Please rewrite the records below, replacing "one point per instance" with "a single point for each instance" and leaving everything else unchanged. Leave the pictures out of your answer.

>>>>

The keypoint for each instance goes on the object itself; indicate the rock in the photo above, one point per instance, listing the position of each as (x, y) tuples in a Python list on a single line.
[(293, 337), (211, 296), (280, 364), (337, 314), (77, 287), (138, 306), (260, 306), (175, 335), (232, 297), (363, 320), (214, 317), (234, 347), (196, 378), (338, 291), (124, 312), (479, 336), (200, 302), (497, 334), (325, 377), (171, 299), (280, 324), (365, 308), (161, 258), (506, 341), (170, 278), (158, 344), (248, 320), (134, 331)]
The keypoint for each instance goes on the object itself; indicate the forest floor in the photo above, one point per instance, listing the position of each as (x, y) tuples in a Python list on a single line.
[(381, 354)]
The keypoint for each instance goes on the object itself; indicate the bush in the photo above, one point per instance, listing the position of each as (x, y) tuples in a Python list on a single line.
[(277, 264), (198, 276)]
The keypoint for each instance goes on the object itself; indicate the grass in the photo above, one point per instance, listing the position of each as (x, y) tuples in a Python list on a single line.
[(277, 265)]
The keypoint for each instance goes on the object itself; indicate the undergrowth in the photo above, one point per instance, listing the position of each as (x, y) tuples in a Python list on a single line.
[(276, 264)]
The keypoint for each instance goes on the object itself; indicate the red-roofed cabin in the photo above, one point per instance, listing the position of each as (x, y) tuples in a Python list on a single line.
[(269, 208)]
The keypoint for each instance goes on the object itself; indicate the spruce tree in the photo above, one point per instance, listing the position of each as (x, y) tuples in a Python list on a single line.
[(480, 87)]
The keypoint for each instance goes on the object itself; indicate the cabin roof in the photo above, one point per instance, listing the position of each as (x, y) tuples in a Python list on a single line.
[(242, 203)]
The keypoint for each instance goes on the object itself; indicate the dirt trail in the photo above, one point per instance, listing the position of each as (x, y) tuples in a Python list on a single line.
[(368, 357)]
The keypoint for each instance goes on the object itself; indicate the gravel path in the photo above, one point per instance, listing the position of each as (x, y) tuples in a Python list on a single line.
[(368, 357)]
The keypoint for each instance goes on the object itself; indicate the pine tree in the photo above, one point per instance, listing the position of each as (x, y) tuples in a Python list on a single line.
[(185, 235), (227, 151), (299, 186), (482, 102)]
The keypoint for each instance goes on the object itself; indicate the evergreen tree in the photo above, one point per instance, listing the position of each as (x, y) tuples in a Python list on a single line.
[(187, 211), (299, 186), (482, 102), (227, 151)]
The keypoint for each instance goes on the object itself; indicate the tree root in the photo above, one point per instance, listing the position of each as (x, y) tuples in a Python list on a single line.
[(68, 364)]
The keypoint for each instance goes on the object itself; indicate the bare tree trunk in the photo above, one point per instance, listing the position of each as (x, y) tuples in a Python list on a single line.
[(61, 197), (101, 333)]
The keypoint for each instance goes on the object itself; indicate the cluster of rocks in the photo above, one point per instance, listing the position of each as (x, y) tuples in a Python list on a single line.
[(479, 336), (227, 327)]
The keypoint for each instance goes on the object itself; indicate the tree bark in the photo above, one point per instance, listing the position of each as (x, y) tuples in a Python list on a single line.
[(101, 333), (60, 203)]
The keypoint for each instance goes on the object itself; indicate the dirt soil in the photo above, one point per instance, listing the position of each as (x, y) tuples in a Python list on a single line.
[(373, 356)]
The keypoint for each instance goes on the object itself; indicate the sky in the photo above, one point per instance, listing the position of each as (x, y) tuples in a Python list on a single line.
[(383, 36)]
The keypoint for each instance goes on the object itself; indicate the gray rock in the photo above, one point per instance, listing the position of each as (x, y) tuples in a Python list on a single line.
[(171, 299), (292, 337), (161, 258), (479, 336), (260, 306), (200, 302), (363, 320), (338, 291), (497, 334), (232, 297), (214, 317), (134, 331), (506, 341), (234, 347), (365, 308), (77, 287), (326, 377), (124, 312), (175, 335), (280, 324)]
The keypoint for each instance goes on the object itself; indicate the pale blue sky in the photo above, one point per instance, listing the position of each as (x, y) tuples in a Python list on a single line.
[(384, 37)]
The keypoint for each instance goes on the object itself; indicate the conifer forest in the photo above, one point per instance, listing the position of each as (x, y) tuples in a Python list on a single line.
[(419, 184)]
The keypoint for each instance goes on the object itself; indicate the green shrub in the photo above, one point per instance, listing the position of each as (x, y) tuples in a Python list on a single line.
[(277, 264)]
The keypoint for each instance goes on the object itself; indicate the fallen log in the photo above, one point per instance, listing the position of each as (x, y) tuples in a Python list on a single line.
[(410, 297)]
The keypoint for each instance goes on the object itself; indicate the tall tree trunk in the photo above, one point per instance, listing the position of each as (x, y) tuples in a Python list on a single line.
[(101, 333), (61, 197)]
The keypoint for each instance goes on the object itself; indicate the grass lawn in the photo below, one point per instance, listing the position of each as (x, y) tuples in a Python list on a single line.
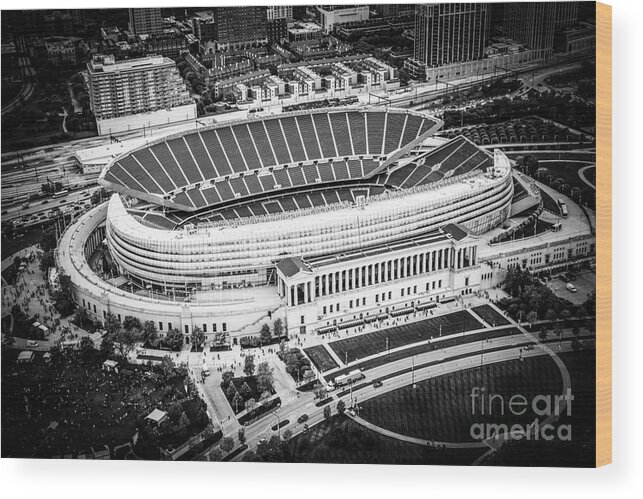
[(92, 407), (550, 203), (449, 342), (490, 315), (441, 408), (340, 440), (368, 344), (580, 452), (31, 237), (254, 392), (569, 173), (321, 358)]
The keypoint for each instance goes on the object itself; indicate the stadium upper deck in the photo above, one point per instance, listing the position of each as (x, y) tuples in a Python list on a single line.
[(216, 165)]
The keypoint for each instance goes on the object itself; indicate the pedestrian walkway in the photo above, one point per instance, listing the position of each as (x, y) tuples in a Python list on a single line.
[(414, 440)]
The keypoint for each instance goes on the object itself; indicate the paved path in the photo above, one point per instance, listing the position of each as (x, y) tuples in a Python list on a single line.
[(415, 440), (581, 174)]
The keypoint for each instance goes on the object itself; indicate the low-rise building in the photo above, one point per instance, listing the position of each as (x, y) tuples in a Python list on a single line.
[(60, 50), (575, 38)]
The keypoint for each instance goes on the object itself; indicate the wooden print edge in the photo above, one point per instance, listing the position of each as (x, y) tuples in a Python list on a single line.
[(604, 234)]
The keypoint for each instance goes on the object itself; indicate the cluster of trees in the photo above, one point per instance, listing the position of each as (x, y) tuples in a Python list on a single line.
[(51, 187), (63, 296), (245, 396), (120, 338), (531, 300), (297, 364), (266, 336), (562, 108)]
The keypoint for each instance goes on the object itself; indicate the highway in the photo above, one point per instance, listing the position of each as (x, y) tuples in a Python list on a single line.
[(36, 209), (441, 364)]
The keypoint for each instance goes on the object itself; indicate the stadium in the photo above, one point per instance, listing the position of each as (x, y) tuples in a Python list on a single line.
[(314, 216)]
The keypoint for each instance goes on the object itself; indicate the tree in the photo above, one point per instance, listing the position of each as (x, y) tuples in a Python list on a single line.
[(63, 296), (265, 333), (237, 401), (47, 260), (8, 342), (168, 368), (320, 392), (107, 346), (125, 339), (227, 444), (174, 412), (198, 337), (81, 316), (149, 333), (250, 404), (48, 240), (111, 323), (57, 355), (278, 328), (131, 323), (231, 391), (226, 378), (174, 339), (249, 365), (245, 391), (86, 348), (532, 316), (265, 378)]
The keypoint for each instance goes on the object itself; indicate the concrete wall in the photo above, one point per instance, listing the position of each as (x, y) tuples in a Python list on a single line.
[(153, 118)]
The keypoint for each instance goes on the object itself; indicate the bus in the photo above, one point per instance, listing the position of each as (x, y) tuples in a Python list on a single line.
[(348, 378)]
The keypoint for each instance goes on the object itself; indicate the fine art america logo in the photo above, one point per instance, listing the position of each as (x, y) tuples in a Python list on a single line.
[(546, 409)]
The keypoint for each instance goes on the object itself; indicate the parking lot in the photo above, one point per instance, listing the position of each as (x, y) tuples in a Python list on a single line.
[(585, 283)]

<<<<

Solution to this exercise |
The keypoint for each instance goes on the object itself; indicate the rock in the photo above, a single point for each instance, listing the position of each as (x, y) tuples in a Python list on a single line.
[(293, 337), (211, 296), (280, 364), (337, 314), (77, 287), (138, 306), (260, 306), (175, 335), (232, 297), (363, 320), (214, 317), (234, 347), (196, 378), (338, 291), (124, 312), (479, 336), (200, 302), (497, 334), (325, 377), (171, 299), (280, 324), (365, 308), (161, 258), (506, 341), (170, 278), (158, 344), (248, 320), (134, 331)]
The keypoint for each instance goes on the object itself; indicate the forest floor in the photo above, a single point for each instance, listing the position of each as (x, y) tuples in a Python list on a single line.
[(381, 354)]
The keypoint for each instance goes on the object itself; indicate the bush in the photo above, a single point for each instance, listing the position of each as (x, y) tuples in a Python list on a single line.
[(277, 264), (198, 276)]
The keypoint for each instance goes on the object itself; indicate the grass in the photo above, a single point for each instance, listing the position of each as (x, y) tuples in a Python list on a single line.
[(277, 265)]
The keypoint for each instance goes on the object itself; indicate the undergrowth in the photo above, a single point for each instance, listing the position of each as (x, y) tuples in a Python list on a single line.
[(276, 264)]
The keypoint for each instance goes on the object itself; indicate the red-roofed cabin in the photo above, a single point for each instance, listing the position of each as (x, y) tuples in a Python list on a single line.
[(269, 208)]
The keypoint for each instance goes on the object itself; indicate the spruce tree in the photo above, a single point for each instance, listing the position of each as (x, y) tuples in a Python list on a single line.
[(480, 87)]
The keypoint for each instance goes on the object itself; indicate the cabin roof in the photo above, a single point for each instance, listing the position of each as (x, y) tuples in a Python list on a single line.
[(242, 203)]
The keypoint for each instance goes on the object itself; indicate the dirt trail in the photo above, a single point for each instance, listing the position of each as (x, y) tuples in a Python list on a single line.
[(368, 357)]
The keypoint for each instance goes on the object itself; indicate the gravel path in the photo above, a single point for each instance, listing the position of each as (x, y) tuples in a Python list on a single line.
[(368, 357)]
The keypoint for each instance goes on the object itself; indicate the pine tree in the photo above, a single point for each instance, listing the position of each as (x, y) tuples in a Python list on a single line.
[(185, 235), (227, 151), (299, 186), (482, 102)]
The keypoint for each instance goes on the object itself; indicate the evergreen tree in the photo above, a single point for each instance, listing the position of each as (x, y) tuples in a Python list on a single line.
[(187, 211), (299, 186), (482, 102), (227, 151)]
The keypoint for each instance goes on the object itself; indicate the tree root in the photo above, a single point for each instance, listing the position of each as (x, y) tuples in a Python list on a single line.
[(68, 364)]
The keypoint for each instance goes on the object itself; indicate the bare tree trunk in the photo above, a single point for each instance, listing the position of each as (x, y) tuples in a Python list on a single line.
[(61, 197), (101, 333)]
The keypoint for each instance goes on the object itself; indicate the cluster of rocks in the photo above, a single point for each instance, listing the position of each as (x, y) tuples in a Python list on a single line.
[(479, 336), (227, 327)]
The keypoint for each instance goes on the object itself; indicate the tree bark in the photo above, a single point for each instance, listing the position of each as (x, y) tuples in a Python list on a single line.
[(101, 333), (60, 203)]
The keypoint for each instance goes on the object itself; indicate the dirt soil in the photo above, a single point for each instance, listing the position of each as (x, y) tuples in a Python list on a single line.
[(373, 356)]
The keypoint for each instance goes on the object itself; indicate the sky in the photo above, a single point for each instance, listing the position of each as (x, y) tuples in a Python list on a single line.
[(383, 36)]
The keypoint for each instance goes on the object itself; indicate the gray rock in the photo above, a single point for each instance, listing the position of each as (x, y) tuples in a Python list on a single line.
[(171, 299), (292, 337), (161, 258), (479, 336), (260, 306), (200, 302), (363, 320), (338, 291), (497, 334), (232, 297), (214, 317), (134, 331), (506, 341), (234, 347), (365, 308), (77, 287), (326, 377), (124, 312), (175, 335), (280, 324)]
The keypoint for each instance goes on the object itself; indicate the pale blue sky in the photo above, a single point for each instance, listing the position of each as (x, y) tuples in a Python list on a single line.
[(384, 37)]
The keypoint for each instance goes on the object itself; indicate the conifer forest in the photo above, a single point for each instance, listing the position of each as (x, y) tuples in a Python list on a single line.
[(419, 184)]
The keypoint for each instance goes on the object itself; indicate the green shrub in the photo above, a single point for each instance, listing the position of each as (x, y) tuples in a Python list on a single line.
[(277, 264)]
The keypoint for each instance goes on the object itself; indicate the fallen log in the photo above, a single point for each instance, listing the position of each as (x, y) tuples in a Python list on a single line.
[(410, 297)]
The keypoint for each instance goes on the object itself; indicate the tall tree trunk in the photo above, a single point for each instance, listing the position of each as (x, y) tuples in a Python list on a single line.
[(101, 333), (61, 197)]
The keypoint for each instance goes on the object itself; indicate the grass lawn in the photo below, a single point for each instance, listing the position of each as (x, y) tuples in a Python list on a single line.
[(92, 407), (550, 203), (449, 342), (490, 315), (441, 408), (340, 440), (368, 344), (580, 452), (31, 237), (254, 392), (569, 173), (321, 358)]
The keypoint for each instance goes on the object itself; indicate the stadium upper deck in the photo above, a single point for each instance, listing the position of each as (x, y) tuples in a Python list on a single line.
[(216, 165)]
The keypoint for each instance goes on the object itself; indicate the pedestrian walkway in the photo above, a single point for each instance, listing the position of each as (x, y) tuples in a Python list on a single line.
[(414, 440)]
The keypoint for each instance goes on the object itself; indicate the paved path in the photo above, a single point for each instance, listing the position of each as (x, y) tuples in a Python list on a single line.
[(415, 440), (581, 174)]
The keypoint for each instance goes on the object itself; indicate the low-rise building in the photo above, a single point for each instance, listing the position of each as (x, y) tuples in a Python list on a single line.
[(60, 50), (575, 38)]
The keypoint for each instance goes on the object itself; indicate the wooden print edge in the photo above, a single point for each instance, listing the position of each as (x, y) tuples in a Python list on a single line.
[(604, 234)]
The keypoint for each instance goes on the object itself; indicate the cluster of trees in the photo above, a single point for each instance, listing the position of each as (x, y) tuples in a Python list on a single line.
[(51, 187), (63, 296), (245, 396), (120, 338), (531, 300), (297, 364), (266, 336), (562, 108)]
The keypoint for each instance goes on the object itself; indicate the highway in the photo above, a single point for each instance, listing the position of each as (x, y) tuples in a Python list on a single line.
[(36, 209), (441, 364)]
The keypoint for each instance goes on the object itself; indicate the stadium in the photo above, a single point for each instance, listing the position of each as (x, y) tuples in a Python list on a single line.
[(314, 216)]
The keypoint for each instance goes on the object itself; indicate the tree in the photo above, a single point for each instance, listing the position of each as (x, y) tuples in a Python list on a single line.
[(63, 296), (265, 333), (237, 401), (47, 260), (8, 342), (168, 368), (320, 392), (107, 346), (125, 339), (227, 444), (174, 412), (198, 337), (81, 316), (149, 333), (250, 404), (48, 240), (111, 323), (57, 355), (278, 328), (131, 323), (231, 391), (226, 378), (174, 339), (249, 365), (245, 391), (86, 348), (532, 316), (265, 378)]
The keypoint for each instance goes on the object itself; indicate the concrete wall in the photo above, a single point for each instance, listing the position of each as (x, y) tuples in a Python list on a single line.
[(153, 118)]
The keypoint for each instance goes on the object itself; indicate the bus in the photo above, a single point for each instance, listing the position of each as (x, y) tuples in a Python list on a single line.
[(348, 378)]
The keypoint for each instance goes on the object itself; indicate the fine art america logo in the photo above, a single point for each instance, listing the position of each as (x, y) tuples in a Python list on a single line.
[(546, 409)]
The keypoint for each instance goes on the object itself; indicate the parking lot in the photo above, a single point for each instance, listing the position of each as (x, y) tuples in a Python list on a single line.
[(585, 283)]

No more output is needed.